Aim of the task:
The entries below need to be written out exactly, with no pictures included.

Study material:
···

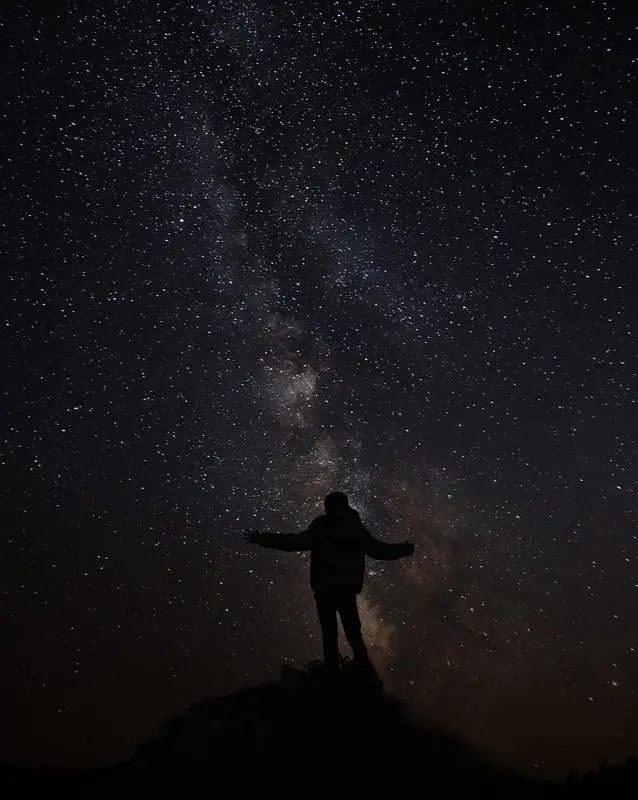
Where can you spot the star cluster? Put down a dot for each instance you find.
(255, 251)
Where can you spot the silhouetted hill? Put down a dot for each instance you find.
(297, 734)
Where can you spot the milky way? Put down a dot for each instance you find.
(257, 251)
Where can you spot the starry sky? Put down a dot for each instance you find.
(256, 251)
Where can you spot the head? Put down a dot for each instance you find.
(336, 503)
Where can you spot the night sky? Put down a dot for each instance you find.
(256, 251)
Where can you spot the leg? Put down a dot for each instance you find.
(349, 613)
(327, 613)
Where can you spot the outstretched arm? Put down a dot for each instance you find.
(387, 551)
(291, 542)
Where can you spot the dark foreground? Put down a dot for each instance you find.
(300, 733)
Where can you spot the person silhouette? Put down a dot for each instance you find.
(338, 543)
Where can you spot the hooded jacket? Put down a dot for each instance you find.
(338, 544)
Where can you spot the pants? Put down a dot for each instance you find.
(343, 602)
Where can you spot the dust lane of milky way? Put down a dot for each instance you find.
(254, 252)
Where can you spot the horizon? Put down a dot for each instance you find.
(256, 252)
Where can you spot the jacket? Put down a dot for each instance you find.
(338, 546)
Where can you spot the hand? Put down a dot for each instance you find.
(251, 535)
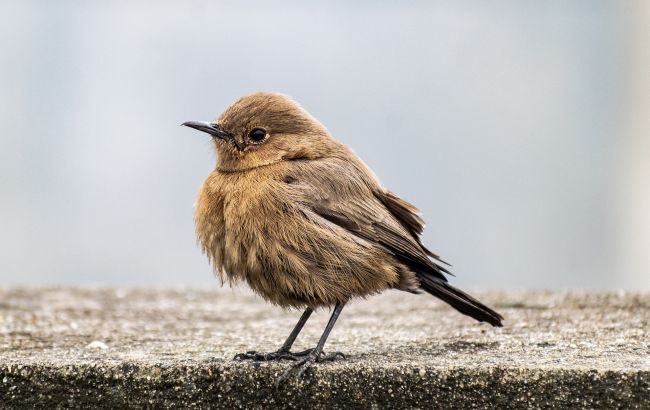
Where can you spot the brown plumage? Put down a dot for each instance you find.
(301, 219)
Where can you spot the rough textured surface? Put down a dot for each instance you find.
(164, 348)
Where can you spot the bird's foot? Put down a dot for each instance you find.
(307, 358)
(283, 354)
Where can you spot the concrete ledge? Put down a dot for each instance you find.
(136, 348)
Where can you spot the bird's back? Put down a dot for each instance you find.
(270, 226)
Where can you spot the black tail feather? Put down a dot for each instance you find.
(459, 300)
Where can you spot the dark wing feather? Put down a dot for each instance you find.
(356, 204)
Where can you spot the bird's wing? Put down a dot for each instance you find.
(344, 193)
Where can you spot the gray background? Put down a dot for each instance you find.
(517, 127)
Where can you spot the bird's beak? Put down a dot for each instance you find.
(210, 128)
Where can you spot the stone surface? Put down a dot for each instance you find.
(174, 348)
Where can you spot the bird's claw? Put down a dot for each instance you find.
(285, 355)
(308, 358)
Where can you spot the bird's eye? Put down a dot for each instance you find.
(257, 135)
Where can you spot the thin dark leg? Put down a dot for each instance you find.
(283, 352)
(296, 330)
(314, 355)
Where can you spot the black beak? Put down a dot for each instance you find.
(210, 128)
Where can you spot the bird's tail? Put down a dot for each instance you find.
(459, 300)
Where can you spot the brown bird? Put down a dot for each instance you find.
(301, 219)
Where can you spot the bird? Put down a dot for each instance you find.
(301, 219)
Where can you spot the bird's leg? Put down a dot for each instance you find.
(283, 352)
(316, 355)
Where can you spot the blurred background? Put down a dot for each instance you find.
(519, 128)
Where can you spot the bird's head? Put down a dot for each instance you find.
(265, 128)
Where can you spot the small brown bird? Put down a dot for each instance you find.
(301, 219)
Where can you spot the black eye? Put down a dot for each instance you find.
(257, 135)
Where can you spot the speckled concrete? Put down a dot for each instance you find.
(173, 348)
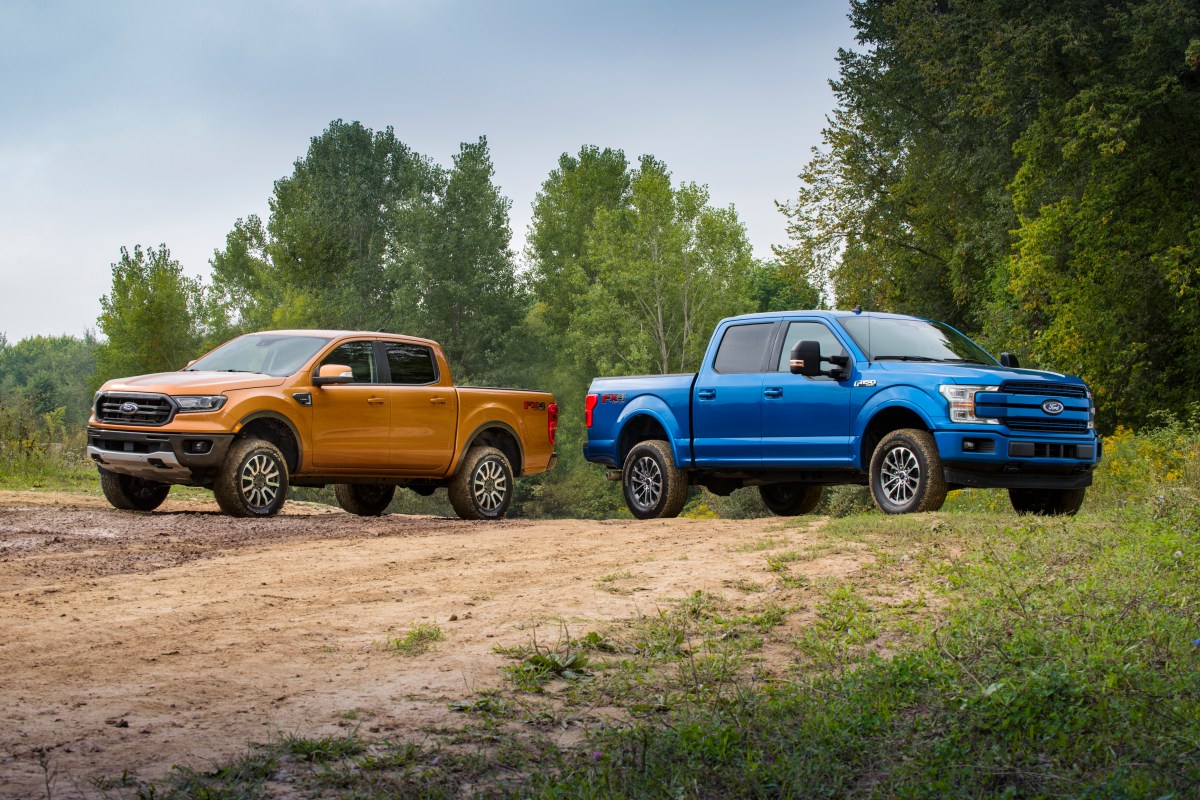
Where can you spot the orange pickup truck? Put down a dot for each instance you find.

···

Exercise solution:
Where can you spot the star cluster? Put down a dot for each instance you find.
(255, 251)
Where can you spot the silhouetted hill? Put down a dot for each instance you find.
(297, 734)
Where can you spot the milky way? Put down a dot for each instance you find.
(257, 251)
Where can you spot the starry sky? Put down a dot for each instance you find.
(256, 251)
Where can you spot the head? Put down a dot for each instance you find.
(336, 503)
Where can you spot the night sky? Put down a dot for each instance you find.
(256, 251)
Where can you spot the leg? Put down a dot for each instance you find.
(349, 613)
(327, 613)
Where can you spot the outstretched arm? Put down a dot for each instance you find.
(387, 551)
(291, 542)
Where can you spot the dark foreground? Put down a dot for each instance you find.
(300, 733)
Where can you spot the person silhouette? Put down a dot for each instance you find.
(338, 543)
Where can you spot the hooded jacket? Put down a dot for each instance you find.
(338, 544)
Where can you spot the pants? Put down a dot for each instance you find.
(343, 602)
Where can you spot the dust lane of milky way? Put down a dot for each instance you find.
(254, 252)
Where can you spot the horizon? Put down a dot for each instance you find.
(256, 252)
Where can you spot the jacket? Put down a dot for each instance you find.
(338, 546)
Where can you spot the hand? Put down a dot for each instance you find.
(251, 535)
Where can you spot the brown plumage? Put down a dot for each instance you find.
(301, 219)
Where can you spot the rough textured surface? Put down a dot for each instance you find.
(164, 348)
Where can you spot the bird's foot? Put down a dot for each instance you find.
(307, 358)
(283, 354)
Where can you spot the concrete ledge? Put down a dot for each instance you find.
(136, 348)
Where can you spot the bird's back? Put down a dot for each instance you find.
(270, 226)
Where can you spot the black tail feather? Put down a dot for each instance you find.
(459, 300)
Where can you spot the dark wing feather? Put down a dot for each instance you find.
(356, 204)
Where can you spot the bird's wing? Put down a dot for each instance you find.
(344, 193)
Where can you spot the gray background? Put down a dot for each instance you find.
(517, 127)
Where can you spot the bird's beak? Put down a dot for each instance you find.
(210, 128)
Where can you spot the stone surface? Put down a dot for each instance you find.
(174, 348)
Where can you spot the bird's claw? Put down a dot for each instance you find.
(285, 355)
(308, 358)
Where can you spot the bird's eye? Put down a dot for each instance you find.
(257, 135)
Where can you spot the thin dark leg? Put down a dot for each instance you find.
(283, 352)
(296, 330)
(314, 355)
Where can you spot the black beak? Put down a dot for each instance you find.
(210, 128)
Where can you spot the bird's tail? Put down a dot for each instance you find.
(459, 300)
Where can you spot the brown bird? Put down a dot for each instance you find.
(301, 219)
Where can you spot the bird? Put down a dot for each instance you find.
(301, 219)
Where can you spot the bird's leg? Put down a dot for each instance you find.
(283, 352)
(316, 355)
Where can you spot the blurred background? Put down a dot for each instance you find.
(519, 128)
Where can you spot the bird's head? Put down a dot for each instance you find.
(265, 128)
Where can you spot the small brown bird? Put down a dot for each instance you find.
(301, 219)
Where can you spot the black eye? Put down a dot for each instance you find.
(257, 135)
Where can you spot the speckled concrete? Put down a dot for each instance you find.
(173, 348)
Where can you spot the orange pickup truck? Put down a dot for each instance you find.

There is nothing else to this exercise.